- **What is needed**:
Reproduce every line of the records below verbatim, leaving out the pictures.

==================================================

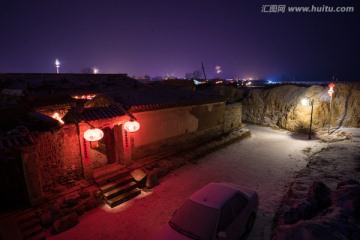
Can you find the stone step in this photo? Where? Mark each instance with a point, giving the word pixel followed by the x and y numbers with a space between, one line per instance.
pixel 29 223
pixel 119 190
pixel 113 202
pixel 116 183
pixel 26 215
pixel 39 236
pixel 108 169
pixel 104 179
pixel 31 232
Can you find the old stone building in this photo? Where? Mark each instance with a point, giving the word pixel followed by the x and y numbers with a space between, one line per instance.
pixel 54 156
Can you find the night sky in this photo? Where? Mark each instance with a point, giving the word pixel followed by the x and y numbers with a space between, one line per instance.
pixel 160 37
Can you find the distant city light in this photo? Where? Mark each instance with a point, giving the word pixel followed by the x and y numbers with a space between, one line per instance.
pixel 57 64
pixel 218 69
pixel 57 117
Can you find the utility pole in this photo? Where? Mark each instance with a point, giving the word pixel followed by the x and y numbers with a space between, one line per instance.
pixel 330 92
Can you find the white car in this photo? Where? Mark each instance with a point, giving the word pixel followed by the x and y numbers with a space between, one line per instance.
pixel 216 211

==================================================

- **Task answer**:
Can you find the stone step in this photo? Where? Mark each instance with a point, giving the word pixel followed by the x and y numbers with a space between, one line per instance.
pixel 29 223
pixel 119 190
pixel 113 202
pixel 116 183
pixel 26 215
pixel 39 236
pixel 108 169
pixel 104 179
pixel 31 232
Can you find the old stone building in this photo? Where? Mark each instance with a point, giving the word pixel followed by the x and y numbers with a space between, one line per instance.
pixel 54 156
Can you find the night sky in this photo? Where? Mark each instance with a point, giving the word pixel followed by the x and y numbers with a space between, one line per instance.
pixel 160 37
Can you find the distant city light in this photo? Where? Mark each instance with a point, giving the word pixel followed by the x and y numbers with a space between, one line per instance.
pixel 57 64
pixel 218 69
pixel 57 117
Can you find the utility pole in this photo? Where? Mark each instance with a point, giving the word pixel followed by the x and y numbers with a space between, one line per instance.
pixel 330 92
Can you find the white car in this photo? Where? Mark each instance with a point, giving the word pixel followed by the x and y numbers with a space between, one line per instance.
pixel 216 211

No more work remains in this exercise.